◆ **WHAT IS NEEDED**
How many lines of the records below contain the string "vegetation", matching case exactly? Give only the number.
◆ ◆ ◆ ◆
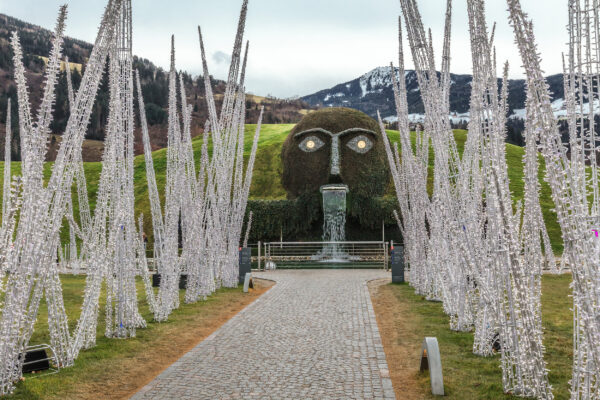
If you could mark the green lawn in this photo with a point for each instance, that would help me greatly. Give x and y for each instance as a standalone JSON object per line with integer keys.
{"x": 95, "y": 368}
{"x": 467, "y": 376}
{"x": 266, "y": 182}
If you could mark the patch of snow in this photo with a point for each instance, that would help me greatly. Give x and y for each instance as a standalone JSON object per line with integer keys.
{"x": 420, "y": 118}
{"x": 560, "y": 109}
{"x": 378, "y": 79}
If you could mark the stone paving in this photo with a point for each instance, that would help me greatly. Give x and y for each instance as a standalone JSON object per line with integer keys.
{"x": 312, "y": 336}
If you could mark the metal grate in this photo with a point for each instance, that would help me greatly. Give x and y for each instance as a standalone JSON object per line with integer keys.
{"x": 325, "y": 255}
◆ ◆ ◆ ◆
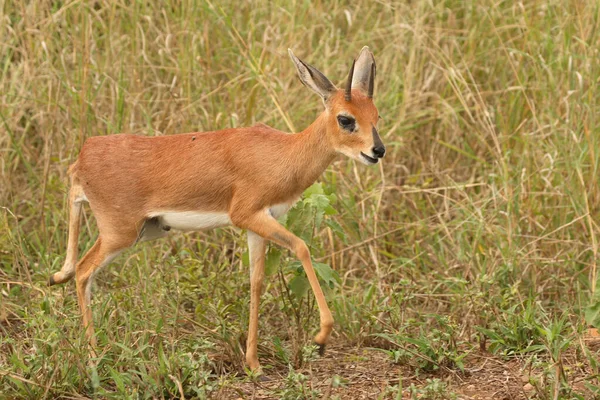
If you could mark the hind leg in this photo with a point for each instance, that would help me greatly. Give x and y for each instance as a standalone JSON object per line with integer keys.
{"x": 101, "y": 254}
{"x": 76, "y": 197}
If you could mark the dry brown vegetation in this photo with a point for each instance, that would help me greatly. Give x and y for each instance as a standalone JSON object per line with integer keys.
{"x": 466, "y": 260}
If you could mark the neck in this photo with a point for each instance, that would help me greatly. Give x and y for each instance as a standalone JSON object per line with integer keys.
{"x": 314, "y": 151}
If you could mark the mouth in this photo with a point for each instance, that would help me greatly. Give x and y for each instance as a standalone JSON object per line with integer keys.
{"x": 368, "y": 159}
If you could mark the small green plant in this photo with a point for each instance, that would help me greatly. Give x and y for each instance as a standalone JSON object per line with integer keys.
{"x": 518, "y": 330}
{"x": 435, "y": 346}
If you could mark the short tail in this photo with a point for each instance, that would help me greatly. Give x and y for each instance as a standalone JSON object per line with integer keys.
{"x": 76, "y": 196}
◆ ◆ ◆ ◆
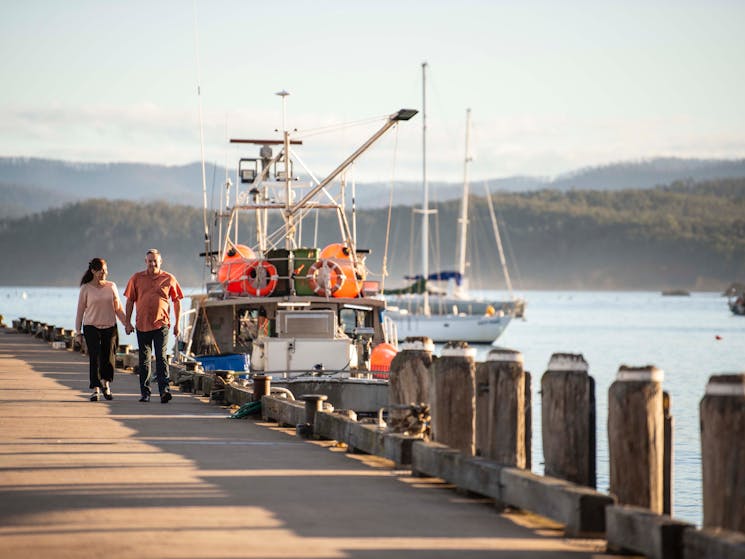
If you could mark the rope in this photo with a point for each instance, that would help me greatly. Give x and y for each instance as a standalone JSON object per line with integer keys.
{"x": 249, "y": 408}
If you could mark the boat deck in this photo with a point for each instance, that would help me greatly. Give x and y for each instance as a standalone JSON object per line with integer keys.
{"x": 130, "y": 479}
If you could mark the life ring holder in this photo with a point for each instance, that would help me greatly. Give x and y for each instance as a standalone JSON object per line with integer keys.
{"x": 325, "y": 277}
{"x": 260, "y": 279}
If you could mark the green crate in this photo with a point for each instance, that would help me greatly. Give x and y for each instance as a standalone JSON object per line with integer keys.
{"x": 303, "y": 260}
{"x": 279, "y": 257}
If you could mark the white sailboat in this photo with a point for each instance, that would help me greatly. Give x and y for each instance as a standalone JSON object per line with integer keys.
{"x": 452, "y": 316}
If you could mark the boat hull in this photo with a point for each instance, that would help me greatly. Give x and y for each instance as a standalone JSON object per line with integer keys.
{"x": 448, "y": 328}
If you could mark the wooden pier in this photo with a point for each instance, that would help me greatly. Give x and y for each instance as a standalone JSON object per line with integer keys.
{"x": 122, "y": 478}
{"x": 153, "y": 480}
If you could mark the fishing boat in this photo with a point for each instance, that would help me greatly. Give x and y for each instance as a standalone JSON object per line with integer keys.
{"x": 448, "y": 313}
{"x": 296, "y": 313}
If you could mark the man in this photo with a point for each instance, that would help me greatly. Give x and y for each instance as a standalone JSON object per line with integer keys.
◆ ◆ ◆ ◆
◆ **EXERCISE SOLUTION**
1